| Do this |
Update the records below by replacing "set one marker" with "place a single marker" wherever it occurs, and leave everything else unchanged.
___ Listing
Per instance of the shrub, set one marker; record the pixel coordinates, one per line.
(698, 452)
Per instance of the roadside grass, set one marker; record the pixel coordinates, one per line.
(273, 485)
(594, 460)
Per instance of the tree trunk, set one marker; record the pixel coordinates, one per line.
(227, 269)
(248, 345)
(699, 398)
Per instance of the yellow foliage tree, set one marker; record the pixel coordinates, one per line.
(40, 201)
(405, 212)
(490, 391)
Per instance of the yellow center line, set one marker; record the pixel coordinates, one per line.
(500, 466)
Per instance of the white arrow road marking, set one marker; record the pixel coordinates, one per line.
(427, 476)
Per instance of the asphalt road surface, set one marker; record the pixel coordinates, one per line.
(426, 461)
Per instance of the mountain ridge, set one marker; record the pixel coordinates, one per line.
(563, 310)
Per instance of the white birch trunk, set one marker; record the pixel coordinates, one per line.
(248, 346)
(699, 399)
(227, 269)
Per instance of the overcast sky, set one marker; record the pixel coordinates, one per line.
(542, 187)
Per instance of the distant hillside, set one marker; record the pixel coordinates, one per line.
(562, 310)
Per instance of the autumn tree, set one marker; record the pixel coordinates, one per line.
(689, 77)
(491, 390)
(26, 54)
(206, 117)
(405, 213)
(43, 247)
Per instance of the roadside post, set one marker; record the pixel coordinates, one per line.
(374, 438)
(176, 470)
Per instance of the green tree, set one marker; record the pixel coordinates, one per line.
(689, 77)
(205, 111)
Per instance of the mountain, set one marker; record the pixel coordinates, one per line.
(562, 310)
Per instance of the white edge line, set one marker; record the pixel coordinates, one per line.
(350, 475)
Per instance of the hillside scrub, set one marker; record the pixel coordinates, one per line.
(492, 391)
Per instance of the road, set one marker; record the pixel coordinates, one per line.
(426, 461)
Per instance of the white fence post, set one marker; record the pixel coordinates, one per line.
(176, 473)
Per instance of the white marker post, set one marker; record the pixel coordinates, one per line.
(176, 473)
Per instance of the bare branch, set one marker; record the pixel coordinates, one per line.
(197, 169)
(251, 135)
______
| Written response |
Per instance of the shrub, place a single marker; record the pixel coordinates, one per line.
(698, 452)
Per instance of the roadside grass, place a single marker; record the pixel coordinates, one per line.
(273, 485)
(594, 460)
Per instance of the tree trunk, place a single marker; record the pixel coordinates, one per line.
(227, 269)
(248, 345)
(699, 398)
Per instance of the yellow foliage tree, place a single marker; record the pixel coordinates, one per line.
(40, 201)
(405, 212)
(490, 391)
Per instance of the yellow center line, place a single marker; record the pixel coordinates, one per line.
(500, 466)
Per instance of the white arrow road marking, place a single marker; record the pixel coordinates, one per line.
(427, 476)
Per instance of the asphalt road surface, place a single marker; record the pixel coordinates, one per line.
(426, 461)
Per instance of the mountain ridge, place a single marker; record the pixel coordinates, one per line.
(563, 310)
Per instance of the white birch trunk, place a single marker; record the pixel coordinates, one per line.
(248, 346)
(699, 399)
(227, 269)
Per instance of the overcast sky, place a single marker; record the pixel coordinates, one per line.
(542, 187)
Per instance of the distant hillside, place a single marker; record the pixel coordinates, one per line.
(562, 310)
Per instance of the autumn tree, place a single marker; record the pixel coordinates, one per line.
(689, 77)
(491, 390)
(26, 54)
(206, 117)
(405, 213)
(43, 247)
Per instance of the roadside post, place a single marker; record the pixel coordinates, one per line.
(374, 438)
(176, 470)
Per instance of the green tree, place a single marker; record the pixel coordinates, one per line.
(689, 77)
(205, 111)
Per instance of the mountain, place a single marker; record the pixel coordinates, one per line.
(562, 310)
Per instance of the white edge line, place a single marker; record the pixel coordinates, one per line.
(350, 475)
Per instance of the hillside scrub, place a single marker; record the pixel coordinates, one per line.
(492, 391)
Per instance of the road, place a single marker; record the pixel coordinates, one per line.
(426, 461)
Per instance of the white fence post, place a single marker; record the pixel coordinates, one per line.
(176, 473)
Per instance of the white marker post, place a single marker; record the pixel coordinates, one per line.
(176, 473)
Per instance of the bare branch, place a single marker; record the pixel coordinates, one per line.
(197, 169)
(251, 135)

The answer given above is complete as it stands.